## EXERCISE OBJECTIVE
Reproduce the entries below character for character.

## ENTRIES PROVIDED
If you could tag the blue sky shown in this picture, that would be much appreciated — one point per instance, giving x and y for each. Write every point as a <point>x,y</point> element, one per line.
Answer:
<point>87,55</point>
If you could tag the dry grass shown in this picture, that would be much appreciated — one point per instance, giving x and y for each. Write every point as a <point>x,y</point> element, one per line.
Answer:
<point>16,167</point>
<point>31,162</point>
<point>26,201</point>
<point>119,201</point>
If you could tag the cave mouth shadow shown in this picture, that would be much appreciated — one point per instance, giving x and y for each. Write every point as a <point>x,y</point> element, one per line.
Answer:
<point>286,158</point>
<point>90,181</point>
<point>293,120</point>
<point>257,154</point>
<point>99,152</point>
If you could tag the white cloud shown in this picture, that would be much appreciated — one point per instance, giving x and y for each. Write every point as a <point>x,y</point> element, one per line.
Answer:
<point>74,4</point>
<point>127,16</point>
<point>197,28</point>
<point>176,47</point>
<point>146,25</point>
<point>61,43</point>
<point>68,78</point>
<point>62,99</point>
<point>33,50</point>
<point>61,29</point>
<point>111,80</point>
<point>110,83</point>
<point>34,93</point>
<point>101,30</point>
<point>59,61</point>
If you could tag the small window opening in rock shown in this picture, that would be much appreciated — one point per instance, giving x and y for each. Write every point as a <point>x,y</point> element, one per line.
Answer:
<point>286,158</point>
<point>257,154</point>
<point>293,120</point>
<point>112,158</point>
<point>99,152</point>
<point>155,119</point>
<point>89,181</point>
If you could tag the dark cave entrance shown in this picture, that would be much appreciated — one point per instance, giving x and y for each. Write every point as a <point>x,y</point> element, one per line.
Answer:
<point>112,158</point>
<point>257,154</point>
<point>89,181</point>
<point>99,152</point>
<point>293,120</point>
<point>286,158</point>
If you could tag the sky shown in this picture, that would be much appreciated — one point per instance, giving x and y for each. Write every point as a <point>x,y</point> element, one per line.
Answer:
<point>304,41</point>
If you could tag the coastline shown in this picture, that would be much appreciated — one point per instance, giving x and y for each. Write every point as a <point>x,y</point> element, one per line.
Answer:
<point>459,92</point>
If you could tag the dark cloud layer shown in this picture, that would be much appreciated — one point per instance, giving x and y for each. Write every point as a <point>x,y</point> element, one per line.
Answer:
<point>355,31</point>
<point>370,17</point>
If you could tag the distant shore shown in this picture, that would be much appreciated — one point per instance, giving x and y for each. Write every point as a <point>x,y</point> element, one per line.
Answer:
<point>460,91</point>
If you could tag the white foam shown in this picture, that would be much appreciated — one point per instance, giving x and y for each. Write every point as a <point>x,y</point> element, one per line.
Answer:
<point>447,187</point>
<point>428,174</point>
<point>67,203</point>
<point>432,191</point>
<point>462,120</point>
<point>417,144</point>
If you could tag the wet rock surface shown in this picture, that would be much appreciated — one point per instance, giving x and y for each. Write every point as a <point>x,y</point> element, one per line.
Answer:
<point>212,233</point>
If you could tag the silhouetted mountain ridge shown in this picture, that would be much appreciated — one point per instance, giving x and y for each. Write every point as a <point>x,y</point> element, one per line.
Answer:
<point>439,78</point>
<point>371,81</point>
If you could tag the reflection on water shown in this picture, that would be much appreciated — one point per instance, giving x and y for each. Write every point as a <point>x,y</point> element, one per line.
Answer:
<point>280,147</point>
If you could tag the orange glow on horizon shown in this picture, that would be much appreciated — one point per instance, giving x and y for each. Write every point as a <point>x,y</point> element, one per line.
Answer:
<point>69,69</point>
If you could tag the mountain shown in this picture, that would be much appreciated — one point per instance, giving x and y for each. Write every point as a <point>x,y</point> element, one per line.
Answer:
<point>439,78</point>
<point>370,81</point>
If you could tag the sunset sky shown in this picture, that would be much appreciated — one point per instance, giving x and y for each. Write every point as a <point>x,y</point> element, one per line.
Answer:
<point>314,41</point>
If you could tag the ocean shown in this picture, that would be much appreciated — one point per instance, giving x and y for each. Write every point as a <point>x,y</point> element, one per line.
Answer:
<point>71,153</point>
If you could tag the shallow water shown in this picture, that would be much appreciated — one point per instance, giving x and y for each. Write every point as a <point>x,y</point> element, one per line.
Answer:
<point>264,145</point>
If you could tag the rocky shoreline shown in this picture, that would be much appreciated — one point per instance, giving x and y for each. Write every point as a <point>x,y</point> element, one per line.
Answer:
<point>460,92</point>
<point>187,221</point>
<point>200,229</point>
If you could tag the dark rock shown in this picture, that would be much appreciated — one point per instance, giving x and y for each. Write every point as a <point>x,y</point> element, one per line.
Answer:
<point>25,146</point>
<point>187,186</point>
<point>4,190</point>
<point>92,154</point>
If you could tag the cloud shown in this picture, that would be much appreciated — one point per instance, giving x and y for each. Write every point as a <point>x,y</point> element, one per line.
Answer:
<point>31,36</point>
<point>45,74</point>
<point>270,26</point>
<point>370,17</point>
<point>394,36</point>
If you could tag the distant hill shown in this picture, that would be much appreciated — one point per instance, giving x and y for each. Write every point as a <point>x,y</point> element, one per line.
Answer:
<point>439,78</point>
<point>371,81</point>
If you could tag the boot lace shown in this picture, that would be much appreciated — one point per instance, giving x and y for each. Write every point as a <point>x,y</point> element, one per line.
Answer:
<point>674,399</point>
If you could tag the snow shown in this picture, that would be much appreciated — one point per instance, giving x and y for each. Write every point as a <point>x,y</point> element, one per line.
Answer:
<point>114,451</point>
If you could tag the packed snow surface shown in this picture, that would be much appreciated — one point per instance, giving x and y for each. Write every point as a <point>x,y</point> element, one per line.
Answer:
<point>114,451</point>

## EXERCISE OUTPUT
If you could tag the blue sky shown in this picture, that would be much appreciated — one point per instance, giving x and y for each. Write every point as a <point>x,y</point> element, one per line.
Answer:
<point>87,55</point>
If you could tag the dry grass shown in this picture, that would be much appreciated — one point per instance, giving x and y for each. Write every point as a <point>x,y</point> element, one per line.
Answer:
<point>16,167</point>
<point>31,162</point>
<point>26,201</point>
<point>119,201</point>
If you could tag the cave mouth shadow shown in this picture, that would be much appreciated — one point per instance, giving x and y for each. Write every point as a <point>x,y</point> element, one per line.
Answer:
<point>286,158</point>
<point>90,181</point>
<point>293,120</point>
<point>257,154</point>
<point>99,152</point>
If you could tag the white cloud shown in this picture, that would be much appreciated — one point per instance, giving x and y for each. Write every point as a <point>x,y</point> element, one per line.
Answer:
<point>74,4</point>
<point>127,16</point>
<point>197,28</point>
<point>176,47</point>
<point>146,25</point>
<point>61,43</point>
<point>68,78</point>
<point>62,99</point>
<point>33,50</point>
<point>61,29</point>
<point>111,80</point>
<point>110,83</point>
<point>34,93</point>
<point>101,30</point>
<point>59,61</point>
If you could tag the small window opening in rock shown in this picture, that would be much appreciated — one point per instance, giving x and y for each. Write every point as a <point>x,y</point> element, one per line.
Answer:
<point>286,158</point>
<point>257,154</point>
<point>293,120</point>
<point>112,158</point>
<point>99,152</point>
<point>155,119</point>
<point>89,181</point>
If you could tag the dark cave entrance shown in this picture, that would be much appreciated — one point per instance, giving x and y for each. Write every point as a <point>x,y</point> element, one per line.
Answer:
<point>112,158</point>
<point>257,154</point>
<point>89,181</point>
<point>99,152</point>
<point>293,120</point>
<point>286,158</point>
If you could tag the sky shown in this picture, that would be much appreciated — one point per instance, giving x and y for each. Write every point as a <point>x,y</point> element, one per line.
Answer:
<point>304,41</point>
If you could tag the coastline shown in this picture, that would be much appreciated — one point per instance, giving x and y for each. Write every point as a <point>x,y</point> element, one per line.
Answer:
<point>459,92</point>
If you could tag the dark cloud layer shown in this picture, that would be much appreciated — one point per instance, giving x and y for each. Write every point as a <point>x,y</point> element, one per line.
Answer:
<point>355,31</point>
<point>370,17</point>
If you could tag the distant shore shown in this picture, that would be much appreciated — one point per instance, giving x and y for each. Write every point as a <point>x,y</point> element, one per line.
Answer:
<point>460,91</point>
If you could tag the white foam shown in this picture, that would be much appreciated — one point per instance, giving x and y for each. Write every point as a <point>x,y</point> element, one per line.
Answer:
<point>447,187</point>
<point>428,174</point>
<point>67,203</point>
<point>432,191</point>
<point>462,120</point>
<point>417,144</point>
If you could tag the wet rock surface shown in this picture, that would be much appreciated — one point per instance, giving x and y for each. Write every point as a <point>x,y</point> element, one per line.
Answer:
<point>212,233</point>
If you could tag the silhouetted mountain ridge shown in this picture, that would be much appreciated — one point per instance, giving x and y for each. Write every point as a <point>x,y</point> element, one per line.
Answer:
<point>439,78</point>
<point>371,81</point>
If you could tag the reflection on water shown in this picture, that would be much appreciated — one point per instance, giving x and y for each. Write every point as a <point>x,y</point> element, one per line.
Answer:
<point>280,147</point>
If you could tag the orange glow on horizon shown in this picture, that would be much appreciated — one point per instance, giving x and y for each. Write every point as a <point>x,y</point> element, one per line.
Answer:
<point>69,69</point>
If you could tag the mountain shown in this picture, that would be much appreciated — one point per instance, giving x and y for each. Write every point as a <point>x,y</point> element, one per line.
Answer:
<point>439,78</point>
<point>370,81</point>
If you could tag the sunset sky shown in this picture, that would be much appreciated — one point per instance, giving x and y for each. Write every point as a <point>x,y</point> element, one per line.
Answer:
<point>314,41</point>
If you could tag the ocean shown in this picture, that would be much appreciated — one point per instance, giving x and y for each. Write every point as a <point>x,y</point> element, one per line.
Answer:
<point>71,153</point>
If you could tag the shallow water shown in this picture, that would be much appreciated — one point per instance, giving x and y for each. Write every point as a <point>x,y</point> element, one per line.
Answer:
<point>264,145</point>
If you could tag the rocky shoreline shown in this picture, that would be much appreciated — one point per instance, giving x and y for each. Write every point as a <point>x,y</point> element, one per line.
Answer:
<point>460,92</point>
<point>187,221</point>
<point>200,229</point>
If you could tag the dark rock shown in this picture, that would be much appreciated — one point per instance, giving x and y for each. Write every point as a <point>x,y</point> element, one per line.
Answer:
<point>25,146</point>
<point>187,186</point>
<point>4,190</point>
<point>92,154</point>
If you could tag the cloud shown in this picture, that would be much appreciated — one point per instance, giving x and y for each. Write every point as a <point>x,y</point> element, one per line.
Answer:
<point>31,36</point>
<point>45,74</point>
<point>270,26</point>
<point>370,17</point>
<point>394,36</point>
If you could tag the distant hill shown in this picture, that would be much appreciated — one point per instance, giving x and y for each. Write every point as a <point>x,y</point> element, one per line.
Answer:
<point>439,78</point>
<point>371,81</point>
If you could tag the boot lace shown in this picture, that would be much appreciated — one point per instance, giving x and y for each. Write every point as a <point>x,y</point> element, one per line.
Answer:
<point>674,399</point>
If you could tag the snow shown in this picture, that would be much appreciated — one point per instance, giving x and y for each. Write every point as a <point>x,y</point> element, one per line.
Answer:
<point>114,451</point>
If you could tag the packed snow surface shown in this picture, that would be much appreciated — one point per instance, giving x and y for each. Write every point as a <point>x,y</point> element, one per line.
Answer:
<point>114,451</point>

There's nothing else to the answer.